INSTRUÇÕES DAS TAREFAS:
1. Transcreva do texto sobre a Cannabis Database tudo desde "Apenas para exemplificar, nas" até "e relaxante muscular.".
2. Responda às perguntas abaixo com base no texto sobre a Cannabis Database.
(a) Com quantas entradas a base já conta?
(b) Em que parte da planta foram detectados ácidos graxos poli-insaturados?
(c) Qual terpeno tem atividade frente ao protozoário causador da malária?
3. Dê prosseguimento ao texto sobre a Cannabis Database a partir do ponto em que ele termina.

TEXTO DA PÁGINA:
****
Com o intuito de organizar esse caos químico, foi criada uma base de dados, a Cannabis Database, que reúne informações de moléculas obtidas diretamente de plantas das espécies Cannabis sativa, Cannabis indica e Cannabis hybrids, ou da fumaça proveniente das suas queimas, que leva à formação de novas moléculas. O projeto é apoiado pelo Canadian Institutes of Health Research, Canada Foundation for Innovation e pelo Metabolomics Innovation Centre (TMIC). O objetivo principal é fazer conexões entre esses compostos e informações relacionadas à fisiologia do corpo humano, ou seja, investigar como eles podem interagir com o nosso organismo e quais são as respostas fisiológicas que eles podem gerar. A base já conta com mais de 6 mil entradas, com descrições detalhadas dos diferentes compostos distribuídas em mais de 500 referências. A busca na base pode ser feita a partir do efeito biológico de cada molécula – por exemplo: analgésico, imunossupressor, neuroprotetor, psicoativo, sedativo, bactericida, antidepressivo, dentre outros – ou com base em categorias químicas, como metabólitos primários, secundários etc.
Apenas para exemplificar, nas sementes da Cannabis já foram detectados ácidos graxos poli-insaturados capazes de estimular o sistema imunológico e com potencial para aliviar sintomas de doenças como a dermatite atópica e a psoríase. Já nas raízes, folhas e flores estão distribuídos terpenos como o α-pineno, com propriedades anti-inflamatórias, bactericidas e broncodilatadoras; o β-cariofileno, que protege o trato digestivo e tem atividade frente ao protozoário causador da malária; além do β-mirceno, que é analgésico, sedativo e relaxante muscular.
****
EXTRATO DE DADOS:
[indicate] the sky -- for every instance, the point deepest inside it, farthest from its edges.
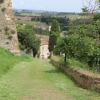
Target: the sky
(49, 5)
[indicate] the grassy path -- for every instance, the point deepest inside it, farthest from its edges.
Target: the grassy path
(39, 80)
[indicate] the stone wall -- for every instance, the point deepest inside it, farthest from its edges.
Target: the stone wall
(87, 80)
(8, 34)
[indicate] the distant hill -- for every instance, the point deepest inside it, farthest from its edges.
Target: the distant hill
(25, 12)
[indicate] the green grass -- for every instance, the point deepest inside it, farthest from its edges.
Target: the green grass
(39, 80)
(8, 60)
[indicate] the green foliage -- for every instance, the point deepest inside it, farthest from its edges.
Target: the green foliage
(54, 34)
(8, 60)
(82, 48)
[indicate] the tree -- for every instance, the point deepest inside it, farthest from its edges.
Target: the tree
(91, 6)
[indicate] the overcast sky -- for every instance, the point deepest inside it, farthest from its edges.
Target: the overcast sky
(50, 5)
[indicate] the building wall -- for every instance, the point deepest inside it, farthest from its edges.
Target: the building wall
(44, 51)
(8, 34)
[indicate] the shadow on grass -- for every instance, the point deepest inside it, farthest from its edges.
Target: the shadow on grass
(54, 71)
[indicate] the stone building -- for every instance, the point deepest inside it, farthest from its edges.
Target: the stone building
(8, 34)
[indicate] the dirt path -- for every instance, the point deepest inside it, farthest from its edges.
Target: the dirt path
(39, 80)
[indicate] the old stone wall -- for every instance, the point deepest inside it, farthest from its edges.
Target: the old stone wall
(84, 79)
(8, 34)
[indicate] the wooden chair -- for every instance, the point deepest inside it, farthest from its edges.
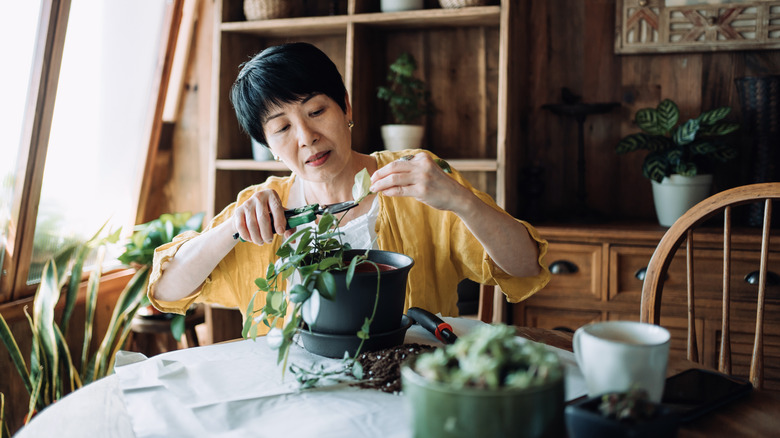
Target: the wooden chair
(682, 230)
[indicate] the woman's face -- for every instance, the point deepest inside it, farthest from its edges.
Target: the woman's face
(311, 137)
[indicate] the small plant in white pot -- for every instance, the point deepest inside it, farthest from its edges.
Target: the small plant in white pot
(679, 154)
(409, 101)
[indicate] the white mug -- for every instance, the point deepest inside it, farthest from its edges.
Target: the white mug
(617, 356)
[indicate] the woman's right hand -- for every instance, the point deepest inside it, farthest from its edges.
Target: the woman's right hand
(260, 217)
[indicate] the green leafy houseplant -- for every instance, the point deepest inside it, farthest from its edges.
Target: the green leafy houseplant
****
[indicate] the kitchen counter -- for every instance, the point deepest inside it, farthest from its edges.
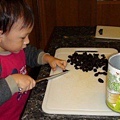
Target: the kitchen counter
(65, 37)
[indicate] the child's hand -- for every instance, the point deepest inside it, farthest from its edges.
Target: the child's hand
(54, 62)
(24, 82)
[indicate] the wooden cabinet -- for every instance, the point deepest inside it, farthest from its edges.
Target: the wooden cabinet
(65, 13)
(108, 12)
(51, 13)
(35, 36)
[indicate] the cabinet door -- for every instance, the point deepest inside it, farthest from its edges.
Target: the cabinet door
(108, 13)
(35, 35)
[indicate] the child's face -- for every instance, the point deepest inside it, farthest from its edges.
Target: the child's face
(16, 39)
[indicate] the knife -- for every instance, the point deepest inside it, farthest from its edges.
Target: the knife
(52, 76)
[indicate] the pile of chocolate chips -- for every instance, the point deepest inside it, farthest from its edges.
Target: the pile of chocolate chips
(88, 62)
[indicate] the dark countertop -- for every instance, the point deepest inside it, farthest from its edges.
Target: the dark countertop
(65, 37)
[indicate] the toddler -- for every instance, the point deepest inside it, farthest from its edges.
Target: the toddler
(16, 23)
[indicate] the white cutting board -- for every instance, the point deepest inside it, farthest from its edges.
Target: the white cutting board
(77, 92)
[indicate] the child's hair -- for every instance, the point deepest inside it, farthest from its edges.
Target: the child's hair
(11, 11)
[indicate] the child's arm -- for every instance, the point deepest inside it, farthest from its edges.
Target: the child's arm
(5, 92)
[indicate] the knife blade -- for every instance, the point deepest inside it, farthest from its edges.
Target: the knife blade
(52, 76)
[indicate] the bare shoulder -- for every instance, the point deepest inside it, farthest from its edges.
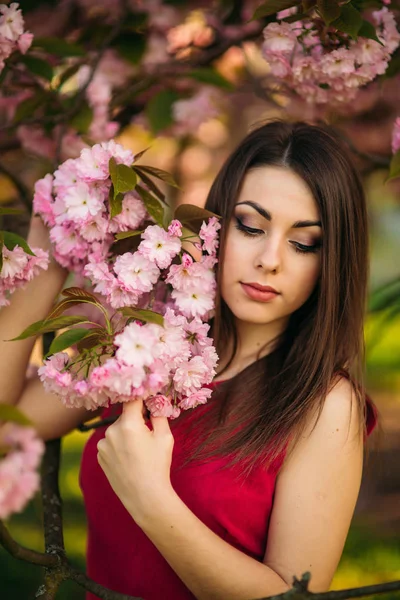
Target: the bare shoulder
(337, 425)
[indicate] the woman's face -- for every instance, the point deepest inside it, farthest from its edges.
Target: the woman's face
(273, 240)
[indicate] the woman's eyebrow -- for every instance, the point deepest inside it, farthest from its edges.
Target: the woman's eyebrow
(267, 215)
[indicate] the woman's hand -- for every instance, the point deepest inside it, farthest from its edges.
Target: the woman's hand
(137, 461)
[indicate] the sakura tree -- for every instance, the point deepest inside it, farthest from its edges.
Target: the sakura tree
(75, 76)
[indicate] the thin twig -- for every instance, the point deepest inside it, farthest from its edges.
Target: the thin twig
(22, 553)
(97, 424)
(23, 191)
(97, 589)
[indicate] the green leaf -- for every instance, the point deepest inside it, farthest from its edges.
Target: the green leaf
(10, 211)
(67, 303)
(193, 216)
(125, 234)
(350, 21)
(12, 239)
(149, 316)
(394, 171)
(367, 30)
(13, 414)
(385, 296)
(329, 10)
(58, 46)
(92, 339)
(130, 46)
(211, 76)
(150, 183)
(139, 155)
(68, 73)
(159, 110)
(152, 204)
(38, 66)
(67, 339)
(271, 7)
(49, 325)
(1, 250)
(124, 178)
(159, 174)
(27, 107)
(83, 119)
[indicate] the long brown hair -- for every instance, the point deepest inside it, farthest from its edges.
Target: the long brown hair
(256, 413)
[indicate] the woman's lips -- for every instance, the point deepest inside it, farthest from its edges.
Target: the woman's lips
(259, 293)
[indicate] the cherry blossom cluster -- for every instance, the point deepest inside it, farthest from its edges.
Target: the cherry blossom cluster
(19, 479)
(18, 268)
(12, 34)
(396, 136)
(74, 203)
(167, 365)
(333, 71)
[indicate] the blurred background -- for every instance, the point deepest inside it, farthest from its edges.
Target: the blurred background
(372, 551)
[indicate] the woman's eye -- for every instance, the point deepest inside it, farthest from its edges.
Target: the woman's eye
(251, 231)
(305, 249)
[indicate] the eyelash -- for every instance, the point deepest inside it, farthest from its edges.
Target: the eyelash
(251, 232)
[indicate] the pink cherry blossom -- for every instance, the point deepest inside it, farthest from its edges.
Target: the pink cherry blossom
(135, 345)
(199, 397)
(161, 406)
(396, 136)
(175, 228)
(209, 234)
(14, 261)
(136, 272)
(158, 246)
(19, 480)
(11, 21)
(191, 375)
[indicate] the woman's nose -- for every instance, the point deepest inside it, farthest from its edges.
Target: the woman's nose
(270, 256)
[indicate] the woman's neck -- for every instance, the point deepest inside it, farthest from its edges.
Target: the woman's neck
****
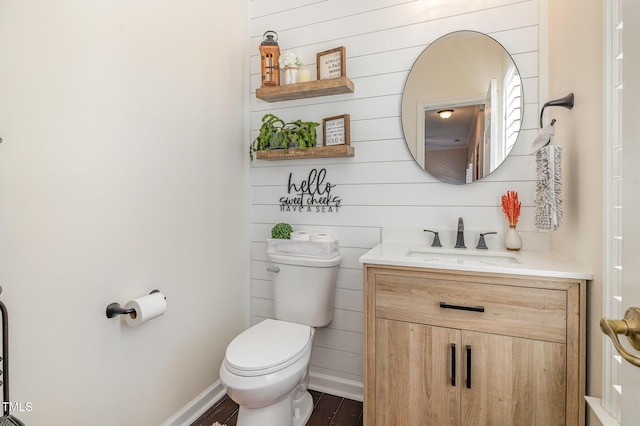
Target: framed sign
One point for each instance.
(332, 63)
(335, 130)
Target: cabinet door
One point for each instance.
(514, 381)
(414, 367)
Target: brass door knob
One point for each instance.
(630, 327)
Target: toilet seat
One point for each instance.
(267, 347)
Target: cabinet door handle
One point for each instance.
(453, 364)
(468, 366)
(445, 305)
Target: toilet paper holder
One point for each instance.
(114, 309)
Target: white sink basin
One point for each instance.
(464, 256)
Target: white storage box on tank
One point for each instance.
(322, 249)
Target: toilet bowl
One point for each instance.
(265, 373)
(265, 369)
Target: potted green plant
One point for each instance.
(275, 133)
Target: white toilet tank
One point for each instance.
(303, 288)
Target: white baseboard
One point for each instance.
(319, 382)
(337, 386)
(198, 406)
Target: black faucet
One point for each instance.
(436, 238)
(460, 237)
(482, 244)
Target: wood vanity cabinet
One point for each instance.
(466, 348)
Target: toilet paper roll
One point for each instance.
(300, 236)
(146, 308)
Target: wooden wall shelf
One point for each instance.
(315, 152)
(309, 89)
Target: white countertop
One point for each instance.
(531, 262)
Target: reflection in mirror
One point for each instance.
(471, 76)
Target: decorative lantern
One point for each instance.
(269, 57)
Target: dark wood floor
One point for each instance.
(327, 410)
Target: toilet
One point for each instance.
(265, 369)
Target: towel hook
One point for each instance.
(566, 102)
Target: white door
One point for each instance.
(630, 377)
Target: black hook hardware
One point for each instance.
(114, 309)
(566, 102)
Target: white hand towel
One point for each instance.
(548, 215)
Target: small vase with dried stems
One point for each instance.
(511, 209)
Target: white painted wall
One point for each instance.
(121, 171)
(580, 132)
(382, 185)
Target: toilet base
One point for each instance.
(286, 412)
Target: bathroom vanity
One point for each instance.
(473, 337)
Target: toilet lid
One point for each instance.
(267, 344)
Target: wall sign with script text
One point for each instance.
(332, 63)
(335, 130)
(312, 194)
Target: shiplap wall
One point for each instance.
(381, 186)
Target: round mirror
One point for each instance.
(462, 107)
****
RESPOSTAS ESCRITAS:
1.
Apenas para exemplificar, nas sementes da Cannabis já foram detectados ácidos graxos poli-insaturados capazes de estimular o sistema imunológico e com potencial para aliviar sintomas de doenças como a dermatite atópica e a psoríase. Já nas raízes, folhas e flores estão distribuídos terpenos como o α-pineno, com propriedades anti-inflamatórias, bactericidas e broncodilatadoras; o β-cariofileno, que protege o trato digestivo e tem atividade frente ao protozoário causador da malária; além do β-mirceno, que é analgésico, sedativo e relaxante muscular.

2.
(a) Mais de 6 mil entradas.
(b) Nas sementes.
(c) O β-cariofileno.

3.
Além do interesse científico que cada um desses compostos pode apresentar, separá-los e quantificá-los pode trazer benefícios tanto para usuários de Cannabis medicinal, quanto para os médicos que a prescrevem. Assim, amostras de Cannabis podem ser analisadas com maior facilidade e eficácia, garantindo o uso de produtos que apresentem boa qualidade e com os efeitos médicos desejados para cada tipo de tratamento. Além disso, fora da esfera médica, conhecer a planta de forma mais profunda é uma maneira eficaz para desconstruirmos preconceitos e ressignificarmos a nossa sociedade. A Cannabis vista pelo viés da química é uma fábrica de moléculas complexas, capazes de interagir com sistemas biológicos diversos, e que podem auxiliar na resolução de inúmeros problemas.
*Sim, plantas produzem substâncias químicas, somos constituídos de substâncias químicas, nos alimentamos de substâncias químicas e, como sempre escrevo, essa coluna tem como missão desconstruir o viés pejorativo atribuído à palavra química, seja pelo mal uso da palavra ou por desinformação.